START Information provided
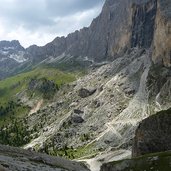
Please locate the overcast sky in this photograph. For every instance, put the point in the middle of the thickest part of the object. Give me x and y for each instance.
(40, 21)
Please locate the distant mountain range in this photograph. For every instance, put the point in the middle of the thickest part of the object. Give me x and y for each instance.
(115, 73)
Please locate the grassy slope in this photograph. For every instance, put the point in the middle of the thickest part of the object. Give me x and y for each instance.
(11, 86)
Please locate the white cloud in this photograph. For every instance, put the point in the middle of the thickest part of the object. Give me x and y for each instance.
(32, 23)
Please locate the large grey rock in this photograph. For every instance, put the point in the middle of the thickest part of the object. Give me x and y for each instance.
(153, 134)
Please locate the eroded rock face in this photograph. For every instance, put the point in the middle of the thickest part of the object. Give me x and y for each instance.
(162, 35)
(153, 134)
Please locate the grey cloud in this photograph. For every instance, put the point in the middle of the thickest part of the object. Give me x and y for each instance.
(38, 13)
(39, 21)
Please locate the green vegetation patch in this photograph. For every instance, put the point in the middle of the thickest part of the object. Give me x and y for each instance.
(151, 162)
(71, 153)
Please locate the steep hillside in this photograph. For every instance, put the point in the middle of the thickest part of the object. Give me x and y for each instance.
(126, 53)
(153, 162)
(23, 95)
(12, 159)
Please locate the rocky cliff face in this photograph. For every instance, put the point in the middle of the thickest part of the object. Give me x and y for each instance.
(153, 134)
(162, 34)
(12, 55)
(121, 25)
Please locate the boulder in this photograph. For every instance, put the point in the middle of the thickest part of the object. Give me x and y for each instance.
(153, 134)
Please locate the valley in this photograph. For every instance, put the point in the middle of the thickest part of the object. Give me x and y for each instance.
(84, 96)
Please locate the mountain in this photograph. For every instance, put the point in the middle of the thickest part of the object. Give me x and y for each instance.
(18, 159)
(120, 26)
(93, 117)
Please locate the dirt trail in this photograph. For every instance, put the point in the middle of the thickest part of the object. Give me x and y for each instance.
(95, 163)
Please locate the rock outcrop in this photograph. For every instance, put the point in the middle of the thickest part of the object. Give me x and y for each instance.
(153, 162)
(121, 25)
(153, 134)
(162, 34)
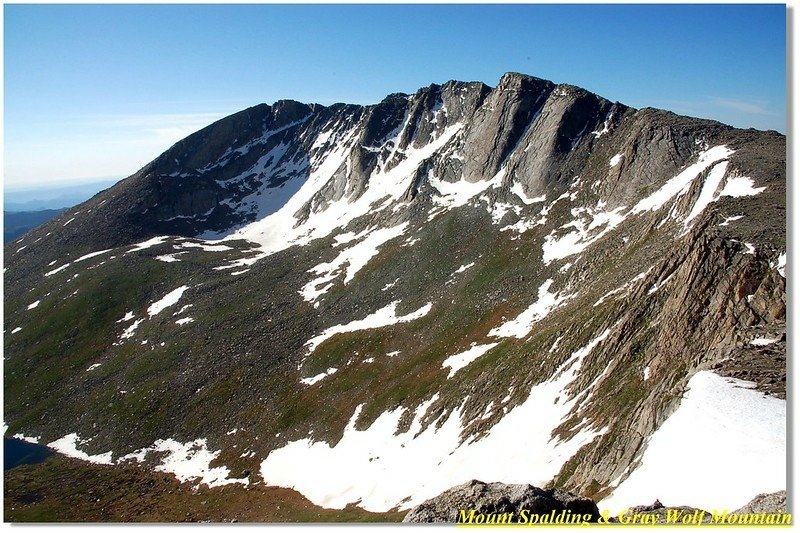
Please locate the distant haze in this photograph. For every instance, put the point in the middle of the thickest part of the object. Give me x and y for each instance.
(52, 196)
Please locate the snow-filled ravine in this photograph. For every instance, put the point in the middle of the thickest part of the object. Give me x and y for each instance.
(724, 445)
(381, 470)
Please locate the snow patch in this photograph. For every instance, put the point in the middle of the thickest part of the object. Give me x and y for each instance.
(188, 462)
(93, 254)
(740, 186)
(356, 257)
(371, 467)
(679, 185)
(171, 298)
(383, 317)
(762, 341)
(155, 241)
(521, 326)
(68, 445)
(318, 377)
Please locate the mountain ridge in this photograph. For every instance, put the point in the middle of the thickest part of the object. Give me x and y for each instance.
(527, 250)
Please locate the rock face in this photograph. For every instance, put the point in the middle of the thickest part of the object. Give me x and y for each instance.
(497, 498)
(765, 503)
(428, 267)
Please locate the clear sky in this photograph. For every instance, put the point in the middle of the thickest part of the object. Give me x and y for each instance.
(93, 91)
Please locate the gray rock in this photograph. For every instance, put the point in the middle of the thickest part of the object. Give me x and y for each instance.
(765, 503)
(489, 498)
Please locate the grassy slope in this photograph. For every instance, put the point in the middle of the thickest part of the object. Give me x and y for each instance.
(67, 490)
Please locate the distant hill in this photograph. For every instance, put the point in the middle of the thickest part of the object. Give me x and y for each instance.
(49, 197)
(15, 224)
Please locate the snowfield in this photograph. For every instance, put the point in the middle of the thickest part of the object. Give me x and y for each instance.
(382, 470)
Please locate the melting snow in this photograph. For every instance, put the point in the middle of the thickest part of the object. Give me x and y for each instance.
(68, 445)
(59, 269)
(527, 200)
(169, 299)
(521, 326)
(128, 333)
(188, 462)
(155, 241)
(740, 186)
(463, 268)
(575, 242)
(762, 341)
(385, 316)
(206, 247)
(318, 377)
(93, 254)
(461, 192)
(460, 360)
(169, 258)
(725, 444)
(781, 266)
(679, 185)
(356, 257)
(708, 192)
(728, 220)
(372, 466)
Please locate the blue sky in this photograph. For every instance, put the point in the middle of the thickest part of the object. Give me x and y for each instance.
(93, 91)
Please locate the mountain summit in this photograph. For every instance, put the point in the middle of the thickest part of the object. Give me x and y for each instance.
(371, 304)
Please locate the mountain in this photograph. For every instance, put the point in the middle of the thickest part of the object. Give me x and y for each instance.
(18, 223)
(50, 196)
(371, 304)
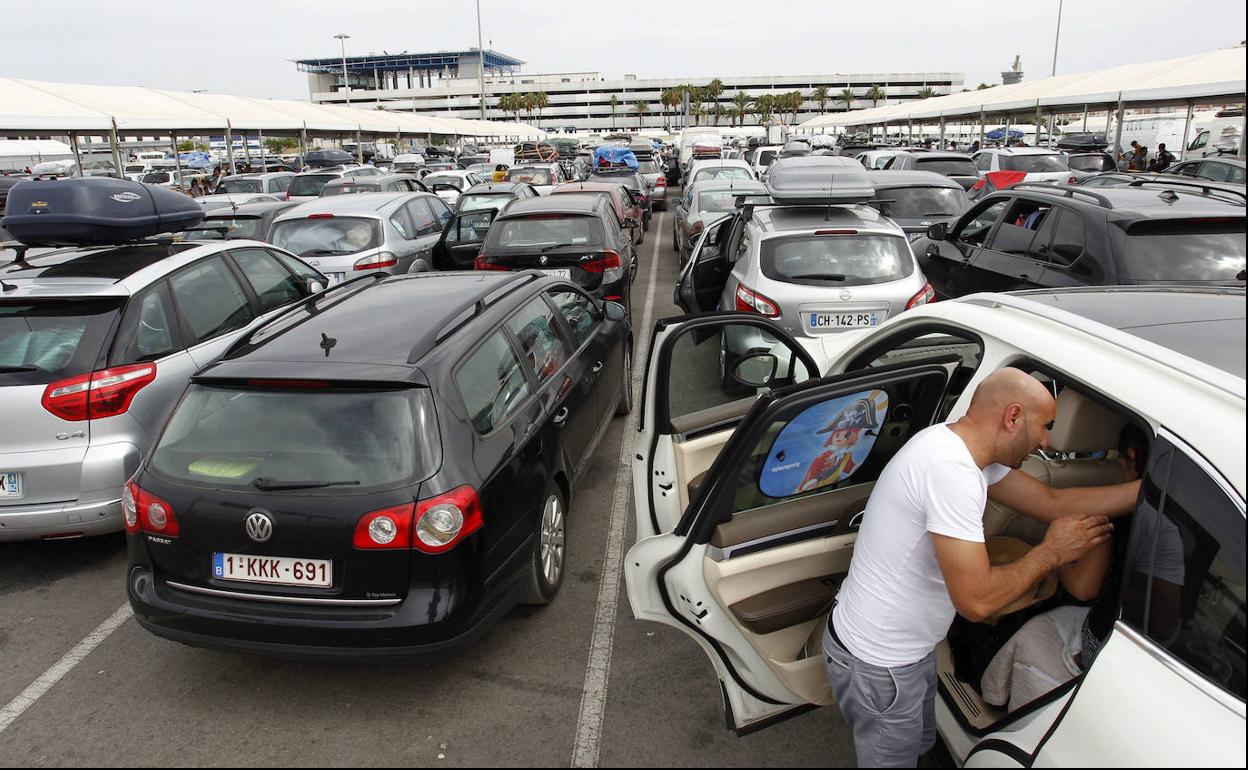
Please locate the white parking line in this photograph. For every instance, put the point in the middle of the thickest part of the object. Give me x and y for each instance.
(593, 693)
(36, 689)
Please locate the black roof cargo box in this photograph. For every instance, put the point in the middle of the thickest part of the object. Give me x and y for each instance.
(95, 210)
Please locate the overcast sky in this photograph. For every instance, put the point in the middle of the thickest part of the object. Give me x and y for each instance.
(247, 46)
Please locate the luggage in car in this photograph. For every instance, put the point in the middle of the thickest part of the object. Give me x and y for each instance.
(95, 210)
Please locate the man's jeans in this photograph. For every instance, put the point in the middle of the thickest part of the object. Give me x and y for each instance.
(892, 711)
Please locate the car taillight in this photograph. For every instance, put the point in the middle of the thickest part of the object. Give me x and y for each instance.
(385, 528)
(104, 393)
(444, 521)
(608, 260)
(151, 513)
(753, 302)
(482, 262)
(382, 258)
(925, 295)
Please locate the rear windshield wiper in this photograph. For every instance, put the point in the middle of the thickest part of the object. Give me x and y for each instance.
(268, 484)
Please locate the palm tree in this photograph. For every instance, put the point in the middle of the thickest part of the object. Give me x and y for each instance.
(642, 107)
(741, 106)
(820, 97)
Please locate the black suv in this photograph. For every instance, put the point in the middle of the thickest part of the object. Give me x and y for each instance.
(331, 491)
(1047, 236)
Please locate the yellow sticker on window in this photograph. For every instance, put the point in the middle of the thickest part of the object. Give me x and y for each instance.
(225, 467)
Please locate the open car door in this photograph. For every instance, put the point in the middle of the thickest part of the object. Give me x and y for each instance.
(462, 238)
(703, 277)
(754, 563)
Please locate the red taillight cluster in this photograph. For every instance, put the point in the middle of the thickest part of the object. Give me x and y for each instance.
(104, 393)
(603, 262)
(433, 526)
(925, 295)
(753, 302)
(146, 512)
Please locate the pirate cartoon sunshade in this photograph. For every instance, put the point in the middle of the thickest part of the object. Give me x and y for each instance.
(824, 444)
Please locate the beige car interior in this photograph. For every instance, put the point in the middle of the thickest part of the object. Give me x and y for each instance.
(779, 594)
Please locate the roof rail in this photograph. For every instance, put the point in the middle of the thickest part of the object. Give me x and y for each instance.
(474, 308)
(1204, 187)
(1066, 192)
(306, 302)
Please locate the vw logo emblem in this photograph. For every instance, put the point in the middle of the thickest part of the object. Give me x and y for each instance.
(260, 526)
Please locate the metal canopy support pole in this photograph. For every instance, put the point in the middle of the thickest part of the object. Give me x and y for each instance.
(116, 144)
(1187, 129)
(78, 156)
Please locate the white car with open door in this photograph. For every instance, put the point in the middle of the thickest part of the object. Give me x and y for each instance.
(748, 509)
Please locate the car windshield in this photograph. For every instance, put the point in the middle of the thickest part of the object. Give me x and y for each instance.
(547, 230)
(310, 184)
(327, 236)
(444, 179)
(949, 166)
(1033, 164)
(533, 176)
(836, 260)
(50, 340)
(1091, 162)
(225, 436)
(238, 186)
(1177, 250)
(724, 172)
(919, 202)
(483, 201)
(240, 227)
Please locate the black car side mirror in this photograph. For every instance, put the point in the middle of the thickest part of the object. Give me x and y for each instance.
(614, 311)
END Information provided
**Action item:** The line with "Please locate the car windshield" through the last line of the entries above: output exactly those lines and nothing else.

**Solved problem:**
Please locate the car windshield in this photograph. For every instance, put the point in the middle of the thickest part of the object. Give me x and y for each instance.
(547, 230)
(310, 184)
(327, 236)
(444, 179)
(949, 166)
(1033, 164)
(533, 176)
(836, 260)
(50, 340)
(1091, 162)
(225, 436)
(238, 186)
(1177, 250)
(724, 172)
(919, 202)
(483, 201)
(240, 227)
Please locate the black car side mirror in this photograph. For every instance, put the point in the middle of the thickest part of the object. Give me x and y for each instance.
(614, 311)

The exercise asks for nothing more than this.